- _CHALLENGE_
Reproduce each of the rows below word for word, keeping their order.

···

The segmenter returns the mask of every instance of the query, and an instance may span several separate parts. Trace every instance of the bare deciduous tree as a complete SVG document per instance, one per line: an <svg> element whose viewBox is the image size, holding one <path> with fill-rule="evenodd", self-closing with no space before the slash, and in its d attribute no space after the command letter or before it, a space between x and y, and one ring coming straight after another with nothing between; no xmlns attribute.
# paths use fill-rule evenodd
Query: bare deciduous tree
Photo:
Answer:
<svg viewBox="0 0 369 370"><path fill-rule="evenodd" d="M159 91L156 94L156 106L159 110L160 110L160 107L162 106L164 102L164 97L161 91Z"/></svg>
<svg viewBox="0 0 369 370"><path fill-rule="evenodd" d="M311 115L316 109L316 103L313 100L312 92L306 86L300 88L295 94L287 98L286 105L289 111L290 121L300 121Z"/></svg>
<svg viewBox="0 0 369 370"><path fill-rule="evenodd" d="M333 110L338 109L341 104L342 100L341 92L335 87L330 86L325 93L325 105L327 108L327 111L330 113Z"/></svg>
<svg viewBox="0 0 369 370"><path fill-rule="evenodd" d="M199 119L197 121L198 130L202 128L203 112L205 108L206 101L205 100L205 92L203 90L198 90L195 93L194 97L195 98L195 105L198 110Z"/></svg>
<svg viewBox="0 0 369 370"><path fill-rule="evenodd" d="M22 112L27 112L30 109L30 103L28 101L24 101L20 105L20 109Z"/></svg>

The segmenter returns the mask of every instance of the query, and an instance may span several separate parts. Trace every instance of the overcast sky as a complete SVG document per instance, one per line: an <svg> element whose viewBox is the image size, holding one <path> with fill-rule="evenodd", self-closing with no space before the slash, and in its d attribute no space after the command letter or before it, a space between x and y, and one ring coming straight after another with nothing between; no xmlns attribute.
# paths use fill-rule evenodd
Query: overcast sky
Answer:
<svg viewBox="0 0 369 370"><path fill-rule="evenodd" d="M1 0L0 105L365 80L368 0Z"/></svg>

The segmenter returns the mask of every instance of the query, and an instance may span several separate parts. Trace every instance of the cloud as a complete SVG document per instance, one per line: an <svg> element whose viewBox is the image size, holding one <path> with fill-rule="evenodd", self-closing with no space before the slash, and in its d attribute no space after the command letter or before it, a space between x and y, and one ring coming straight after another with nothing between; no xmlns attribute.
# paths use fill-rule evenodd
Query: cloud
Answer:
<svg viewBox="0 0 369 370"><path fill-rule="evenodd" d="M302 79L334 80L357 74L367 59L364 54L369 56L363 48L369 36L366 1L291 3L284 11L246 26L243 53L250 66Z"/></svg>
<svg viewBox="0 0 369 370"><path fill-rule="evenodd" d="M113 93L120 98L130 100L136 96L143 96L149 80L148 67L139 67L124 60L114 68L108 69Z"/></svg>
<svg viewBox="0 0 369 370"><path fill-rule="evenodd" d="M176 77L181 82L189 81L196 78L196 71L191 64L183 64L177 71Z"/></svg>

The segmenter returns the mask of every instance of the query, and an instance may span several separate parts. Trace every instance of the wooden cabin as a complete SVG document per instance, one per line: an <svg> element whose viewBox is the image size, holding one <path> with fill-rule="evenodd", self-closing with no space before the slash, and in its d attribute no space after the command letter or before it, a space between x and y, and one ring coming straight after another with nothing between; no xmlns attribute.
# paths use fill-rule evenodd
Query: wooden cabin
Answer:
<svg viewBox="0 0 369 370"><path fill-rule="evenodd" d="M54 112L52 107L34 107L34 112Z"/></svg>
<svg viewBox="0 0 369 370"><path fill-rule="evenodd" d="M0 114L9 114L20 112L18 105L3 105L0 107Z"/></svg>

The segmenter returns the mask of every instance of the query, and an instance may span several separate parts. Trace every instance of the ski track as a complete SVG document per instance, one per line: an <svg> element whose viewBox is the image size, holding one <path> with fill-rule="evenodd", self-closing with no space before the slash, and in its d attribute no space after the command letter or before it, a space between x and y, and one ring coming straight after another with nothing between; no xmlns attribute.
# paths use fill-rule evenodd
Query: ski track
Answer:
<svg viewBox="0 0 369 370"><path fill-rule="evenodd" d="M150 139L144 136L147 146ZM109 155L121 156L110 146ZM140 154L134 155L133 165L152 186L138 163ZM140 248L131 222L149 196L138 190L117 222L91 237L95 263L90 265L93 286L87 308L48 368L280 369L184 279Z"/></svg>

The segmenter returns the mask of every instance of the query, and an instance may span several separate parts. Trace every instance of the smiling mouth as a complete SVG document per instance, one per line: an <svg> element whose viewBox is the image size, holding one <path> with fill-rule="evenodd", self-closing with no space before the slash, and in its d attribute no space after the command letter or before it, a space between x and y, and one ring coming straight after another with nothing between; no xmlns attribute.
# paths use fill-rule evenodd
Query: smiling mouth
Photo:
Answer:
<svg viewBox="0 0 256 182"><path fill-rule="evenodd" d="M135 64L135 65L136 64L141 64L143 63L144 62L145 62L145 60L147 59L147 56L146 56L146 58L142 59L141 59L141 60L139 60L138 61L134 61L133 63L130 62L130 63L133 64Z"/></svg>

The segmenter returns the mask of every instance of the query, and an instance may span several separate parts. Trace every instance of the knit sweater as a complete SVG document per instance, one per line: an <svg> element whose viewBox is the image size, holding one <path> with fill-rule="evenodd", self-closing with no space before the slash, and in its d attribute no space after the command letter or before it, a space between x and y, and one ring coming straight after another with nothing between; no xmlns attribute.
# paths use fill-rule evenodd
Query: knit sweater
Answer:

···

- _TASK RESPONSE_
The segmenter returns the mask of every instance of the query, and an instance may span several separate parts. Trace every instance of the bare deciduous tree as a complete SVG document per instance, one per line: an <svg> element whose viewBox is the image size, holding one <path> with fill-rule="evenodd", self-closing with no space before the slash, and in its d attribute no space after the command letter or before it, a space between x and y, and one ring coming straight after another with nothing between; no xmlns attribute.
# paths use fill-rule evenodd
Query: bare deciduous tree
Photo:
Answer:
<svg viewBox="0 0 369 370"><path fill-rule="evenodd" d="M159 91L156 94L156 106L159 110L160 110L160 107L162 106L164 102L164 97L161 91Z"/></svg>
<svg viewBox="0 0 369 370"><path fill-rule="evenodd" d="M311 115L316 109L316 103L313 100L312 92L306 86L300 88L295 94L287 98L286 105L289 111L290 121L300 121Z"/></svg>
<svg viewBox="0 0 369 370"><path fill-rule="evenodd" d="M333 110L338 109L341 104L342 100L341 92L335 87L330 86L325 93L325 105L327 108L327 111L330 113Z"/></svg>
<svg viewBox="0 0 369 370"><path fill-rule="evenodd" d="M199 119L197 121L198 130L202 128L203 112L205 108L206 101L205 100L205 92L203 90L198 90L195 93L194 97L195 98L195 105L198 110Z"/></svg>
<svg viewBox="0 0 369 370"><path fill-rule="evenodd" d="M22 112L27 112L30 109L30 103L28 101L24 101L20 105L20 109Z"/></svg>

The segmenter returns the mask of every instance of the query, and an instance may span several separate parts. Trace every instance of the overcast sky as a complete SVG document per instance, one per line: an <svg> element whose viewBox is the image size, holding one <path> with fill-rule="evenodd", self-closing with no space before the slash, and in its d attribute no space after the command letter or before it, a space between x and y, and one ring coming straight after another with nothing between; no xmlns attribute.
# paths use fill-rule evenodd
Query: overcast sky
Answer:
<svg viewBox="0 0 369 370"><path fill-rule="evenodd" d="M1 0L0 105L365 80L368 0Z"/></svg>

The segmenter returns the mask of every instance of the query, and an instance may span several separate parts. Trace every instance of the cloud as a complete SVG document per instance, one per line: an <svg> element whose viewBox is the image size, holding one <path> with fill-rule="evenodd", self-closing with no space before the slash, and in its d attribute no space after the command letter or before it, a space between x and y, and one ring coming straight after another with nothing between; no xmlns attribute.
# paths use fill-rule evenodd
Query: cloud
Answer:
<svg viewBox="0 0 369 370"><path fill-rule="evenodd" d="M302 79L334 80L357 74L367 59L364 54L369 56L363 48L369 36L366 1L291 3L284 11L246 26L243 53L250 66Z"/></svg>
<svg viewBox="0 0 369 370"><path fill-rule="evenodd" d="M113 93L120 98L130 100L136 96L143 96L149 80L148 67L139 67L124 60L114 68L108 69Z"/></svg>
<svg viewBox="0 0 369 370"><path fill-rule="evenodd" d="M176 77L181 82L189 81L196 78L196 71L191 64L183 64L177 71Z"/></svg>

The segmenter returns the mask of every instance of the query, and an instance may span several separate parts. Trace every instance of the wooden cabin as a complete SVG document per instance, one per line: an <svg> element whose viewBox is the image size, holding one <path> with fill-rule="evenodd", self-closing with no space before the slash, and in its d attribute no space after the command letter or before it, a space between x and y, and one ring coming straight after another with nothing between; no xmlns attribute.
# paths use fill-rule evenodd
Query: wooden cabin
Answer:
<svg viewBox="0 0 369 370"><path fill-rule="evenodd" d="M54 112L52 107L34 107L34 112Z"/></svg>
<svg viewBox="0 0 369 370"><path fill-rule="evenodd" d="M0 114L9 114L20 112L18 105L3 105L0 107Z"/></svg>

The segmenter returns the mask of every instance of the query, and an instance may span several separate parts. Trace every instance of the ski track as a complete SVG document per instance, one per line: an <svg> element whose viewBox is the image size, holding one <path> with fill-rule="evenodd", self-closing with no space before the slash, and in its d attribute no space after the command letter or before it, a space between x and y, and one ring coming straight after another with nothing between; no xmlns attribute.
# paths use fill-rule evenodd
Query: ski track
Answer:
<svg viewBox="0 0 369 370"><path fill-rule="evenodd" d="M150 139L144 136L147 146ZM109 155L121 156L110 146ZM140 154L134 155L133 165L152 186L138 163ZM140 248L131 222L149 196L138 190L117 222L91 237L95 263L90 265L93 286L87 308L48 368L280 369L184 279Z"/></svg>

The segmenter returns the mask of every instance of the query, and an instance may span several separate parts. Trace every instance of the smiling mouth as a complete SVG document per instance, one per line: an <svg> element whose viewBox is the image size, holding one <path> with fill-rule="evenodd", self-closing with no space before the slash, and in its d attribute no space after the command letter or before it, a space between x and y, and one ring coming straight after another with nothing between; no xmlns attribute.
# paths use fill-rule evenodd
Query: smiling mouth
Photo:
Answer:
<svg viewBox="0 0 256 182"><path fill-rule="evenodd" d="M135 64L135 65L136 64L141 64L143 63L144 62L145 62L145 60L147 59L147 56L146 56L146 58L142 59L141 59L141 60L139 60L138 61L134 61L133 63L130 62L130 63L133 64Z"/></svg>

The segmenter returns the mask of every instance of the query, and an instance may span several separate parts. Trace every instance of the knit sweater as a complete SVG document per instance, one per line: an <svg> element whose viewBox is the image size, holding one <path> with fill-rule="evenodd", self-closing with no space before the slash, and in its d attribute no space after the command letter or before it, a space between x and y, and one ring coming straight after another with nothing between; no xmlns attribute.
# paths use fill-rule evenodd
Query: knit sweater
Answer:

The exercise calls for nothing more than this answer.